*ABOUT THIS TASK*
Pictures aside, return all of the records exactly as they stand.

*RECORDED INFORMATION*
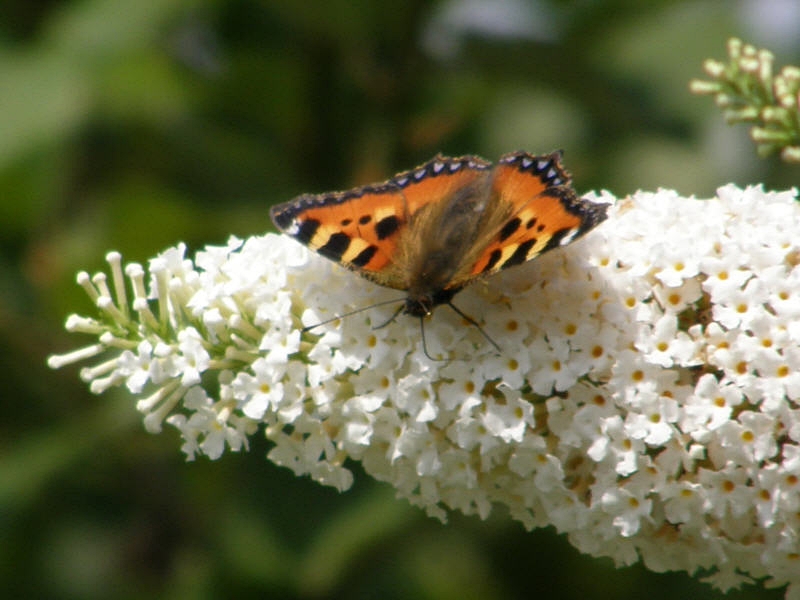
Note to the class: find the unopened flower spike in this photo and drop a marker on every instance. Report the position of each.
(748, 91)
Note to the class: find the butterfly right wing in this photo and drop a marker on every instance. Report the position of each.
(360, 228)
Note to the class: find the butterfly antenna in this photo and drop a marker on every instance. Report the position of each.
(472, 321)
(390, 319)
(355, 312)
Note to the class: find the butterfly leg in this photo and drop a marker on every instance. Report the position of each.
(472, 321)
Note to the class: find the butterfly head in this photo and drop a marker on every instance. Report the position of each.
(421, 304)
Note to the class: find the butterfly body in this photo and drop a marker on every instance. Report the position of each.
(435, 229)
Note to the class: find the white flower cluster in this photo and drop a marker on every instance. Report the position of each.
(645, 401)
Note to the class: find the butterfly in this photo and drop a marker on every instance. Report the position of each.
(435, 229)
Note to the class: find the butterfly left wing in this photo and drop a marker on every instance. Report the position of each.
(544, 213)
(360, 228)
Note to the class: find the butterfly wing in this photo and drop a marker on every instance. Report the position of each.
(360, 228)
(539, 211)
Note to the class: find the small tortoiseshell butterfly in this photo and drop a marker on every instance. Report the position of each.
(435, 229)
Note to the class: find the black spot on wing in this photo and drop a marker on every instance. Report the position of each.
(520, 254)
(509, 228)
(493, 258)
(386, 227)
(335, 247)
(307, 231)
(555, 241)
(364, 256)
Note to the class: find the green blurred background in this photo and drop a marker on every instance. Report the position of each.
(135, 124)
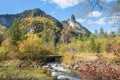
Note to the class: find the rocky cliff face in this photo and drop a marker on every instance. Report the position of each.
(76, 26)
(7, 19)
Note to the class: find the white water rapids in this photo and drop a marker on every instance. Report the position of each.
(61, 73)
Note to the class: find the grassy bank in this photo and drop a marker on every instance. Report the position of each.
(9, 70)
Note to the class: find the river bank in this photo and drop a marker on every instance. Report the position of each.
(96, 70)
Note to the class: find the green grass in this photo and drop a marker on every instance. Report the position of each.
(12, 72)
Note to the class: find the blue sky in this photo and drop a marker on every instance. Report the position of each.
(62, 10)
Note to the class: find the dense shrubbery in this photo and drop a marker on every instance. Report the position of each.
(36, 45)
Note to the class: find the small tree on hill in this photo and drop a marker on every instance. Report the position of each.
(15, 32)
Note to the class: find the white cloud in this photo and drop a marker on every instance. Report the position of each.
(66, 3)
(81, 20)
(101, 21)
(113, 19)
(95, 14)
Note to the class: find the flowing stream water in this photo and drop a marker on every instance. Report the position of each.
(61, 73)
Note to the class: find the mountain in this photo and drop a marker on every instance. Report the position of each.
(76, 26)
(7, 19)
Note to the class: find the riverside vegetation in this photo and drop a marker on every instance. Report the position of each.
(25, 46)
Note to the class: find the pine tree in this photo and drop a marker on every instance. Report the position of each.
(15, 32)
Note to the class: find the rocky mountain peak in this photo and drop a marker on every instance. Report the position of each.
(72, 18)
(77, 27)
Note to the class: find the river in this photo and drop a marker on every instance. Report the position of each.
(61, 73)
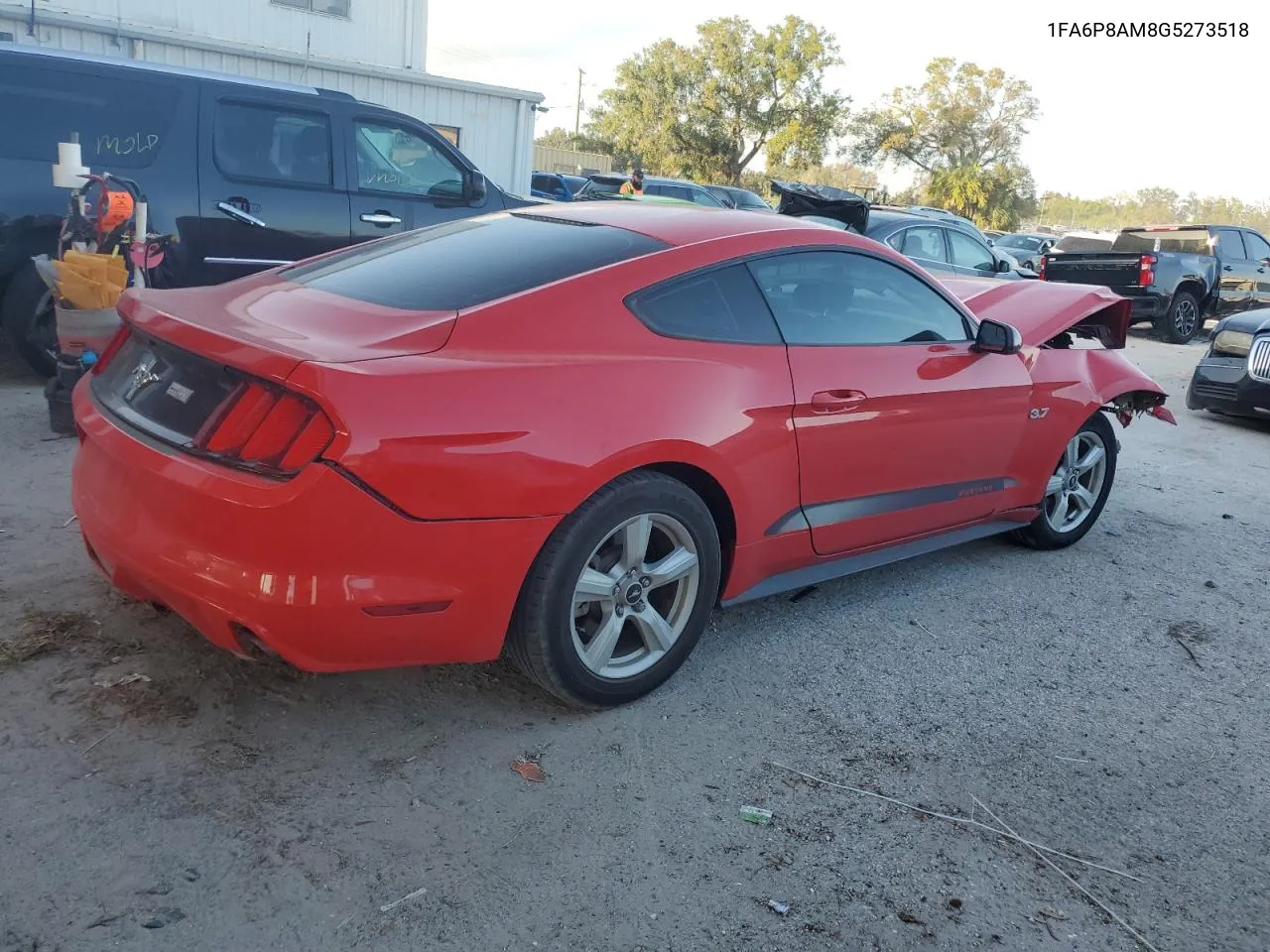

*YOUR SOLUTION*
Note to the class: find the unopened flower spike in this photo and drop a marker on every instance. Report the position of each.
(748, 91)
Note to the class: find the butterfly right wing in this photo and drop a marker on every instance. Report the position of each.
(360, 228)
Note to the class: find the butterfly antenna in this photo and drop a marker on every instance. Report the position of each.
(472, 321)
(390, 319)
(355, 312)
Note to the class: find the butterfly leg in this photo and drop a marker on every instance. Report the position of each.
(472, 321)
Note to the class: find the butterfly head in this photo and drop a marker on every instance. Report the position of each.
(421, 304)
Note to the class: find the butterfly body in this photo and drop a marker on every instance. Report the position of each.
(435, 229)
Note to the class: find the white flower cluster in this photo and drop a marker on every instance. Report the position of each.
(645, 401)
Note to the class: find the butterfly in this photo and drop a marker on every instance. Report the position of each.
(435, 229)
Note to the class: find the butterfly left wing in this photo and drop a marker on every instance. Report the position of each.
(544, 213)
(360, 228)
Note to the class: find the butterfly wing in this photo and drop a marker on every instance. Report the position of each.
(360, 228)
(539, 211)
Note to the class: find the small tortoiseshell butterfly in this photo and drop a marker on every instance. Report the position of each.
(435, 229)
Note to the class: find the black spot on wing in this photo and drop a marker on every instance. Report the position of each.
(520, 254)
(509, 228)
(493, 258)
(386, 227)
(335, 247)
(307, 231)
(555, 241)
(364, 256)
Note to the class: find the green blurred background in this photo and drop a marker on every instance. Report the position of each.
(135, 124)
Note to the class: find the rocky cliff face in this photo and drop a marker on every instance. Report the position of each.
(76, 26)
(7, 19)
Note to the class: find the white water rapids in this photo and drop a marker on every instance. Report the position of each.
(61, 73)
Note to the class: find the grassy bank in this photo and drop a marker on every instance. Report the position of each.
(9, 70)
Note to the class: find the river bank in this photo and drop a marker on every instance. Report the position of each.
(96, 70)
Note to the class: find the green grass in this photo and drop a marker on every instance. Report the position of each.
(12, 72)
Note to the class: find the blue sky in this photo and drop a marker on every instance. Report the position of each.
(62, 10)
Note to the class: find the dense shrubbery in this photo and drop a marker on every instance. Report the position of each.
(36, 45)
Note to the class: find the small tree on hill in this photo and drop a marker on every instance. Report the position of each.
(15, 32)
Note to the class: find the white cloud in this photo and drop a marker on every instance. Report the position of each.
(66, 3)
(81, 20)
(101, 21)
(113, 19)
(95, 14)
Note to the class: find the flowing stream water in this photo and drop a marker on every instance. Report the position of each.
(61, 73)
Note to the class: find the mountain in this photo and drop a marker on every instance. Report the position of each.
(76, 26)
(7, 19)
Note to the class: find the riverside vegetation in this photo and drop a marker on every instance. Report the position of each.
(25, 46)
Note to the class: find the pine tree in this photo and drop a marker on every instance. Report the position of each.
(15, 32)
Note to the class: find the rocky mountain peak in this photo and drop a marker on every instance. Report the position of each.
(72, 18)
(77, 27)
Note to the class: find the river in this photo and drop a marker on every instance. Report the position of each.
(61, 73)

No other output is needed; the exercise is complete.